### EXTRACTED TEXT
----------------

Figure 6: Example of a DIDL document for an ‘article’ digital item

The above DIDL document can be structurally presented as follows (the same colours are used as in the full-blown XML above):

Figure 7: Structure of a NEEO-compliant DIDL document

In the following we give a short introductory description of a NEEO-compliant DID. For a more detailed description, please refer to annex 2 of this document.

Every NEEO-compliant DID is composed of a maximum of three semantically different parts, called Items (the blue boxes), denoted by the rdf:type element, which can have 3 different values:

-  descriptiveMetadata: this DIDL item holds a block of bibliographic metadata

-  objectFile: this DIDL item holds a link to an object together with its object file metadata

-  humanStartPage: this DIDL item holds a link to a jump-off page

descriptiveMetadata Item

·  must contain an additional descriptor (red boxes) holding an identifier for the block of metadata, and can contain another (optional) descriptor which denotes the date at which the bibliographic metadata was last modified

·  the bibliographic metadata is given by value in the DIDL document (i.e. the complete XML structure is included) in a Component/Resource element (orange box).

·  the bibliographic metadata can be included multiple times in the DID (each in a separate item of rdf:type descriptiveMetadata), according to different data models (simple DC, QDC, MODS, etc). This permits IR managers to create ONE crosswalk that can comply with multiple application profiles. However, the NEEO application profile specifies that at least one of these bibliographic metadata parts must be in MODS according to the NEEO application profile for bibliographic metadata as specified in annex 1.

----------------

### DATA SEGMENT
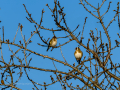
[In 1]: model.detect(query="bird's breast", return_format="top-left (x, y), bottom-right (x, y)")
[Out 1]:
top-left (75, 52), bottom-right (82, 58)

----------------

### EXERCISES TO COMPLETE
1. Using the text on NEEO-compliant DIDL documents above, answer the following:
(a) At most, how many semantically different Items make up a NEEO-compliant DID?
(b) What does a humanStartPage item hold?
(c) In what format must at least one of the bibliographic metadata parts be, according to the NEEO application profile?
2. Print the passage of the text on NEEO-compliant DIDL documents between "-  humanStartPage: this" and "element (orange box).", inclusive.

### RESPONSES FOR EACH TASK
1.
(a) Three.
(b) A link to a jump-off page.
(c) MODS.

2.
-  humanStartPage: this DIDL item holds a link to a jump-off page

descriptiveMetadata Item

·  must contain an additional descriptor (red boxes) holding an identifier for the block of metadata, and can contain another (optional) descriptor which denotes the date at which the bibliographic metadata was last modified

·  the bibliographic metadata is given by value in the DIDL document (i.e. the complete XML structure is included) in a Component/Resource element (orange box).